SOURCE MATERIAL.

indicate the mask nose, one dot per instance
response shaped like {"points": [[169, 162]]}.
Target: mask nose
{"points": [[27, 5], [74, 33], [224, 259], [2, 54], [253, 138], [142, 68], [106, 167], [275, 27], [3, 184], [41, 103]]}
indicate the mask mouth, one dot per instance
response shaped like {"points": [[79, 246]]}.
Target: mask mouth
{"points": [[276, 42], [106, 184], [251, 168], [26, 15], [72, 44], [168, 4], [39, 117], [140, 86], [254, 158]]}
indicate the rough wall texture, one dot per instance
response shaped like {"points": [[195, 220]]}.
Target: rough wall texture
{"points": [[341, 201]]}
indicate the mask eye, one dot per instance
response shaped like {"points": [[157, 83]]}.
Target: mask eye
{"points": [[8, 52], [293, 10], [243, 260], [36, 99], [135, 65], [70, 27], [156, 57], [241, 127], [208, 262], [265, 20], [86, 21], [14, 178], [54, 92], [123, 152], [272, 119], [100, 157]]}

EXERCISE BRIEF.
Please repeat everything from the line containing "indicate the mask eye, one dot per instance" down to the end of the items, replacing "mask eye" with "eye opening" and leaving all else unchanged.

SOLVED EXERCISE.
indicate the eye opening, one dot per instance
response shaped like {"points": [[157, 83]]}.
Target: eye opening
{"points": [[8, 52], [293, 10], [243, 260], [36, 99], [135, 65], [70, 27], [156, 57], [241, 127], [208, 262], [265, 20], [86, 21], [14, 178], [54, 92], [123, 152], [272, 119], [100, 157]]}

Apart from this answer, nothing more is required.